----- Source extract -----

Gossamer Tapestry

Reflections on conservation, butterflies, and ecology in the nation's heartland

Sunday, March 30, 2008


When I was a child, I spake as a child, I understood as a child, I thought as a child: but when I became a man, I put away childish things. (1 Corinthians 13:11)

After working with soft cheeses, mozzarellas and hard cow cheeses, I began the next phase of my life as a cheese maker today. Camembert is one of the most basic of the mold-ripened cheese to make. It’s the first step down the road to perdition more complex cheeses- the Bries, the blues, and the stinky stuff like Limburger. If all goes well, it will be my first cheese to develop a rind.

----- Dataset entries -----

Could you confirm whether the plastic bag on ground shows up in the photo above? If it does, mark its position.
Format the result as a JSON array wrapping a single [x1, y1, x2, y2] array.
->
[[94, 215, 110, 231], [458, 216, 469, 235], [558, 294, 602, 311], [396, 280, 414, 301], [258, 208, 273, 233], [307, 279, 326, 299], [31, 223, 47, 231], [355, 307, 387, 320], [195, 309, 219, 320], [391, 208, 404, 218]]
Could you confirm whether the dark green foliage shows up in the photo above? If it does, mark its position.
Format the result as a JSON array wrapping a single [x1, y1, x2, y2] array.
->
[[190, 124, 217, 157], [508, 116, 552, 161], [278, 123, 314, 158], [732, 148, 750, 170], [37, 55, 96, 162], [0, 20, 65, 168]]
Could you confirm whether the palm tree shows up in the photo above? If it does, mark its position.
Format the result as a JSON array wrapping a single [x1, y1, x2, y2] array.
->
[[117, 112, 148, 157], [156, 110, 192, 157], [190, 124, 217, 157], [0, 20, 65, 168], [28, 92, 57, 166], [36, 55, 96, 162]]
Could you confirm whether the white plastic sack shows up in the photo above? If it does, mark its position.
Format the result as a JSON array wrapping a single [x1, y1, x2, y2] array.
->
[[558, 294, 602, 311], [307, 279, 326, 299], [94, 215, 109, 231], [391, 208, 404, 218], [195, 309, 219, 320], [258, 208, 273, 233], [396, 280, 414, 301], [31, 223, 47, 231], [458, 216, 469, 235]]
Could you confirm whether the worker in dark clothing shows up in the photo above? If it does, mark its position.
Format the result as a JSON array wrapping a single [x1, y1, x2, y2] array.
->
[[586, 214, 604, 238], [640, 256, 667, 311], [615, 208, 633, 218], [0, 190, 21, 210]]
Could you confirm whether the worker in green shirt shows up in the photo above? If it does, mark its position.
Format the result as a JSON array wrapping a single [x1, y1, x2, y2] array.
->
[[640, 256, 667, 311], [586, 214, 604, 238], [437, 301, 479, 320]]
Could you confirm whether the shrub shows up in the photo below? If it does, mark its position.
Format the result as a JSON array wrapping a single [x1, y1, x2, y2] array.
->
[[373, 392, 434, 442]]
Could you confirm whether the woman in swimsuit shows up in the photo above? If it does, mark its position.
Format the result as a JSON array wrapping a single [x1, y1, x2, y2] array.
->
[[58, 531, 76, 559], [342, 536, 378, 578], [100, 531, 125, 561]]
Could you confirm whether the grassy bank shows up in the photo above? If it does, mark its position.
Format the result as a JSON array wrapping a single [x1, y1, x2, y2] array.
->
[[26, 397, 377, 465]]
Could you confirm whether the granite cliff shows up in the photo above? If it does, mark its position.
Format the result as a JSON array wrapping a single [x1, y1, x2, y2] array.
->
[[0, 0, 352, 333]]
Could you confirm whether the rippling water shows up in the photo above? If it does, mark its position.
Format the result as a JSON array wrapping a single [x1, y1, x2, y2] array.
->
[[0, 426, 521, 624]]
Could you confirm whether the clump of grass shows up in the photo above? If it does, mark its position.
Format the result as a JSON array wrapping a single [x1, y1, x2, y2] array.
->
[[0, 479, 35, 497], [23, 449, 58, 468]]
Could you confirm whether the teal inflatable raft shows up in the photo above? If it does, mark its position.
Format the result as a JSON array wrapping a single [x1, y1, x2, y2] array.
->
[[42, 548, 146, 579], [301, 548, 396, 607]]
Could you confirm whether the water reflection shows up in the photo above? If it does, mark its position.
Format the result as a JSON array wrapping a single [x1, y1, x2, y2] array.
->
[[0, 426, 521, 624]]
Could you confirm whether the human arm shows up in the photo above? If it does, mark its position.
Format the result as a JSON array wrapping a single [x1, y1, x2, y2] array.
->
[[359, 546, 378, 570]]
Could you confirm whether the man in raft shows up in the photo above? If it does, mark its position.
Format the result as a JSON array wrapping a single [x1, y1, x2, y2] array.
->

-----

Explore the material:
(A) According to the blog post, which cheese is one of the most basic mold-ripened cheeses to make?
(B) Using the blog post, decide whether each statement agrees with it: (i) The post is dated Sunday, March 30, 2008. (ii) The writer has already made a cheese that developed a rind. (iii) The writer had worked with mozzarellas before beginning the next phase as a cheese maker. Answer yes or no for each and quote the words that settle it.
(C) List every kind of cheese that the blog post says the writer worked with before beginning the next phase as a cheese maker.

Numbered answers:
(A) Camembert

(B)
(i) Yes: "Sunday, March 30, 2008"
(ii) No: "If all goes well, it will be my first cheese to develop a rind."
(iii) Yes: "After working with soft cheeses, mozzarellas and hard cow cheeses"

(C)
- soft cheeses
- mozzarellas
- hard cow cheeses